» INPUT FOR THIS TASK:
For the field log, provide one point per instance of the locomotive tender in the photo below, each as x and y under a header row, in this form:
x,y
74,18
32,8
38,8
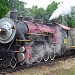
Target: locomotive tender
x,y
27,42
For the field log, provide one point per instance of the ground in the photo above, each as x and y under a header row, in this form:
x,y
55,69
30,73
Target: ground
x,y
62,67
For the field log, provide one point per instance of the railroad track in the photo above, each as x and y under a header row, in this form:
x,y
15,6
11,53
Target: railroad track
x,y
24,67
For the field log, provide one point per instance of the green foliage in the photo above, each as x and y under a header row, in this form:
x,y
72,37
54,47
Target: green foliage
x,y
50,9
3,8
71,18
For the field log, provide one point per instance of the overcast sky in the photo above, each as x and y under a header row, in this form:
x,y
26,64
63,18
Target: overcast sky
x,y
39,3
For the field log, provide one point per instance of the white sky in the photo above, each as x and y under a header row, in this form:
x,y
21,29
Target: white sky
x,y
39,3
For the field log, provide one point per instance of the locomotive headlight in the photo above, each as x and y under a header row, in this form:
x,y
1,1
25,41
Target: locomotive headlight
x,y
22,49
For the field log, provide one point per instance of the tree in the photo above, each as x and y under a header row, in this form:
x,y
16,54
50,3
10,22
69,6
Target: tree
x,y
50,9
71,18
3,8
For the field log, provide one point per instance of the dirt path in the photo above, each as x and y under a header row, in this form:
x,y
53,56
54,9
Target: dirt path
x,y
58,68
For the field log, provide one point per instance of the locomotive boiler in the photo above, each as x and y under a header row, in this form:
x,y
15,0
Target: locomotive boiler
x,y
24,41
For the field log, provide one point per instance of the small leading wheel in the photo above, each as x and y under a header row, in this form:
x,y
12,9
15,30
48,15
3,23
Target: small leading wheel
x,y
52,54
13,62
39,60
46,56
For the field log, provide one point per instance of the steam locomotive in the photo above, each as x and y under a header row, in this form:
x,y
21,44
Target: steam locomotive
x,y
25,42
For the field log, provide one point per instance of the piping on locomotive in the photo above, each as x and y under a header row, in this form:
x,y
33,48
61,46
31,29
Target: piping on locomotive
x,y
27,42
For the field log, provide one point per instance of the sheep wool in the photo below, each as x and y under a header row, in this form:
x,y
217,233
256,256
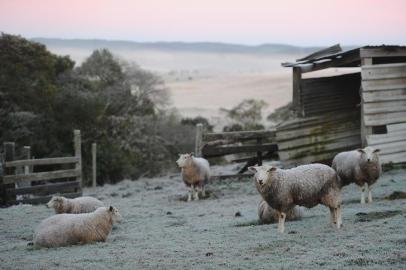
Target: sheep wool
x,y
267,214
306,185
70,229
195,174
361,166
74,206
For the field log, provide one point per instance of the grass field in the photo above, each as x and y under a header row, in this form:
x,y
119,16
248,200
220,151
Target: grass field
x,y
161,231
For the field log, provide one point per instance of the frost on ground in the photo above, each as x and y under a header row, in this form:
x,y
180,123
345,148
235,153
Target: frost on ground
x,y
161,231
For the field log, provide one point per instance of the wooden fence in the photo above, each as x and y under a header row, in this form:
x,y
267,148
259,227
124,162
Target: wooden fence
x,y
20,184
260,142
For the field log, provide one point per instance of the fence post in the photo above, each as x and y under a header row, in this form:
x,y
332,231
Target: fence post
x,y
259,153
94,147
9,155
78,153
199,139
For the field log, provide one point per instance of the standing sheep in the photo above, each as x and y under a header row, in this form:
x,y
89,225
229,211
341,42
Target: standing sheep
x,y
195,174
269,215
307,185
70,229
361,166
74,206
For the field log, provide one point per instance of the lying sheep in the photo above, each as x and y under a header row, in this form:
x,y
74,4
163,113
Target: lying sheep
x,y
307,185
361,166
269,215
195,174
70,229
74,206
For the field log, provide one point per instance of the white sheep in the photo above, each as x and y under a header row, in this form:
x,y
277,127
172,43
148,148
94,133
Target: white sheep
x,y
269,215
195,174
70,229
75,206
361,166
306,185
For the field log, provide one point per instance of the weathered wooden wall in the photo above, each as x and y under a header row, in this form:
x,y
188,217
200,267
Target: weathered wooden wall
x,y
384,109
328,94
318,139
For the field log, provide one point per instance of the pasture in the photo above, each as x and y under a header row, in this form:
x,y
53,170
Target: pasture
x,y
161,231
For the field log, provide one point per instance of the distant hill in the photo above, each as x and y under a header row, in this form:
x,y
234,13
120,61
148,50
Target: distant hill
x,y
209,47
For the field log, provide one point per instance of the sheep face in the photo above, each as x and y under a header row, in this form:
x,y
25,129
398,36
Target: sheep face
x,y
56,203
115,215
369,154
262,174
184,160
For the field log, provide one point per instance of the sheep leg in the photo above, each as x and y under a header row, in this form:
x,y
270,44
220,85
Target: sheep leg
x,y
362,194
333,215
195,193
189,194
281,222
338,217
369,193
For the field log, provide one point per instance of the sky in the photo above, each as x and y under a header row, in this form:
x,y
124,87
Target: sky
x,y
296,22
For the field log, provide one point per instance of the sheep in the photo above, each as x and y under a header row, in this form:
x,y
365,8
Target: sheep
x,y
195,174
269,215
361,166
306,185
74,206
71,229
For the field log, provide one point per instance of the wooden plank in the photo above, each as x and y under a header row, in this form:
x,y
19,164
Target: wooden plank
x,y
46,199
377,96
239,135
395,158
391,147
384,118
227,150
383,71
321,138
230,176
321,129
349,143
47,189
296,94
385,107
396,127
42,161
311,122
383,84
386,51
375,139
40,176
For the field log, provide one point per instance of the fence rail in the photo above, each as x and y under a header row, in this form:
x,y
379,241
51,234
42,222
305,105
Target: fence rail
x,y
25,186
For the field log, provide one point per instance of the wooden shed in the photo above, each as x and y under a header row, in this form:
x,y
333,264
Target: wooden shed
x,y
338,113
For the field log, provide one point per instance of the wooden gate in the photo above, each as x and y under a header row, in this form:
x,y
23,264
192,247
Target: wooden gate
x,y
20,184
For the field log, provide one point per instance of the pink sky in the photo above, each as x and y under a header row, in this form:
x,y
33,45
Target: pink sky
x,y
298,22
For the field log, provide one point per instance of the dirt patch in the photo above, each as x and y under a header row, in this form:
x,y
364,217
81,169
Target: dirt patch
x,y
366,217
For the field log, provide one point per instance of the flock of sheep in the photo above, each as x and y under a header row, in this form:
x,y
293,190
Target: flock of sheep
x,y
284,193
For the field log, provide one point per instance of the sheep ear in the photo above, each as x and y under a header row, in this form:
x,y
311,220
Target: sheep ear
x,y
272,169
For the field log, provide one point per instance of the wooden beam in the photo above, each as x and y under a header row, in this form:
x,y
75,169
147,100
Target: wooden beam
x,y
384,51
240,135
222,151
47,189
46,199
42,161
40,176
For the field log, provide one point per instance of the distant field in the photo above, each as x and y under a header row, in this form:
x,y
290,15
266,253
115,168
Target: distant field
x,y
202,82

» SHORT TASK: Copy all of the material above word for word, leaving out the pictures.

» FULL RESPONSE:
For the field log, provide one point per instance of the locomotive tender in the photo below, each as x and y under a header row, in this form:
x,y
74,18
32,8
38,8
Target: locomotive tender
x,y
27,42
For the field log, provide one point per instance of the ground in the photo above, each as x and y under a header row, in this form:
x,y
55,69
30,73
Target: ground
x,y
62,67
For the field log, provide one point per instance of the railroad track in the photo above, each as x and y under a header row, in this form:
x,y
15,6
11,53
Target: railroad track
x,y
24,67
For the field log, provide one point per instance of the green foliage in the photo above, each as x and y under a header row, in this form:
x,y
72,37
54,47
Target: green foliage
x,y
50,9
3,8
71,18
For the field log, provide one point per instance of the overcast sky in the photo above, each as x and y under a header row, in this form:
x,y
26,64
63,18
Target: overcast sky
x,y
39,3
For the field log, provide one point per instance of the white sky in the photo above, each as x and y under a header row, in this form:
x,y
21,29
Target: white sky
x,y
39,3
For the field log, provide one point per instance of the locomotive headlight in the photo above, each as x and y under a header row, in this form:
x,y
1,1
25,41
Target: locomotive headlight
x,y
22,49
For the field log, provide one point per instance of the tree in the photo above, each as x and y under a header row, in this form:
x,y
16,54
50,3
10,22
69,6
Target: tree
x,y
50,9
71,18
3,8
For the field log, provide one point per instance of the dirt path in the photo above, each as x and y under a header row, in this form:
x,y
53,56
54,9
Target: dirt path
x,y
58,68
For the field log, provide one point per instance of the locomotive boiler in the photo above, each as x and y under a header row, in this form:
x,y
15,0
Target: locomotive boiler
x,y
24,41
For the field log, provide one point per instance of the small leading wheel in the photo above, each as x and y under a header row, in this form:
x,y
12,9
15,30
48,15
3,23
Target: small leading wheel
x,y
52,54
13,62
39,60
46,56
For the field log, provide one point per instance of the steam locomotive in the photo above, each as x and y under a header row, in this form:
x,y
21,44
Target: steam locomotive
x,y
25,42
For the field log, provide one point per instance of the piping on locomotive in the photo above, each as x and y under a header row, in this form:
x,y
33,48
61,46
31,29
Target: piping on locomotive
x,y
27,42
For the field log, provide one point per instance of the sheep wool in the photo below, each as x and y under a header row, in this form:
x,y
217,233
256,256
Target: sheep wool
x,y
267,214
306,185
70,229
195,174
361,166
74,206
For the field log, provide one point per instance of the grass field in the photo above, each as x and y under a header row, in this form:
x,y
119,16
248,200
220,151
Target: grass field
x,y
161,231
For the field log, provide one point per instance of the frost on ground in the photo above, each as x and y under a header row, in this form:
x,y
180,123
345,148
235,153
Target: frost on ground
x,y
161,231
For the field log, provide one point per instance of the wooden fence in the photo above, each as x and y under a header row, in this form:
x,y
267,148
259,227
124,162
Target: wooden fence
x,y
20,184
260,142
For the field log, provide one point per instance of the fence post in the photo above, each as x and y under a header row, in this form:
x,y
332,231
Target: fence post
x,y
259,153
94,147
9,155
78,153
199,139
For the field log, provide one point per instance of the standing sheep in the photo above, each as x and y under a header row, in this form:
x,y
89,225
229,211
341,42
Target: standing sheep
x,y
195,174
269,215
307,185
70,229
361,166
74,206
For the field log, provide one point per instance of the lying sheep in the photo above, each as x and y under a header row, in this form:
x,y
74,4
163,113
Target: lying sheep
x,y
307,185
361,166
269,215
195,174
70,229
74,206
For the field log, provide one point per instance of the white sheep in the photo above, each as x and y under a header row, in this form:
x,y
277,127
172,43
148,148
94,133
Target: white sheep
x,y
269,215
195,174
70,229
75,206
361,166
306,185
For the field log, provide one point per instance of the weathered wooden wall in the photo above, each as x and y under a header row, in this form:
x,y
188,217
200,267
Target: weathered wooden wall
x,y
384,109
328,94
318,139
For the field log, provide one point per instance of the pasture in the photo above, each as x and y under a header row, in this form:
x,y
53,170
Target: pasture
x,y
161,231
For the field log, provide one point per instance of the distant hill in the photo above, each as x and y under a header row, in this form:
x,y
234,13
120,61
148,50
Target: distant hill
x,y
209,47
For the field log, provide one point per instance of the sheep face in the photo above, each as x and y under a header row, in this form:
x,y
25,129
398,36
Target: sheep face
x,y
56,203
115,215
369,154
262,174
184,160
For the field log, provide one point per instance of the sheep leg in the photo above, each as x and y under a header row, in this form:
x,y
270,44
220,85
Target: sheep leg
x,y
362,194
333,215
195,193
189,194
281,222
338,217
369,193
For the field log, provide one point per instance of the sky in the photo above, each as x and y under a header row, in this form:
x,y
124,87
Target: sky
x,y
296,22
For the field log, provide one point per instance of the sheep in the photo above, each as x and y under a header row, in this form:
x,y
365,8
Target: sheep
x,y
195,174
269,215
361,166
306,185
74,206
71,229
For the field log, provide one point per instance of the wooden plank in the photo above, each as x and y under a header row, in this form:
x,y
19,164
Target: wooden plank
x,y
46,199
377,96
239,135
395,158
391,147
384,118
227,150
383,71
321,138
230,176
321,129
349,143
47,189
296,94
385,107
396,127
42,161
311,122
383,84
386,51
375,139
40,176
For the field log, provide one point per instance of the fence rail in the photo above, each as x and y under a header row, in this form:
x,y
379,241
51,234
42,222
305,105
Target: fence rail
x,y
25,186
For the field log, provide one point per instance of the wooden shed in the photo above, each as x and y under a header row, in this form:
x,y
333,264
Target: wooden shed
x,y
338,113
For the field log, provide one point per instance of the wooden gate in the photo above, each as x and y under a header row, in this form:
x,y
23,264
192,247
Target: wooden gate
x,y
20,184
For the field log, provide one point per instance of the pink sky in the photo above, each as x and y under a header row, in this form:
x,y
33,45
Target: pink sky
x,y
298,22
For the field log, provide one point per instance of the dirt patch in the photo above, each as x and y under a header row, in this form:
x,y
364,217
81,169
Target: dirt patch
x,y
366,217
For the field log, provide one point per instance of the flock of sheep in the photo above, each as x and y under a header row, in this form:
x,y
293,190
Target: flock of sheep
x,y
284,193
For the field log, provide one point per instance of the sheep ear in the photo above, each as x and y under a header row, in this form:
x,y
311,220
Target: sheep ear
x,y
272,169
For the field log, provide one point per instance of the wooden beam in the photo above, each as x and y under a header row, in this form:
x,y
75,169
147,100
Target: wooden beam
x,y
384,51
240,135
222,151
47,189
46,199
42,161
40,176
For the field log, provide one point per instance of the distant field in the photo above, each as x and y under a header row, in this form:
x,y
290,15
266,253
115,168
Target: distant field
x,y
202,82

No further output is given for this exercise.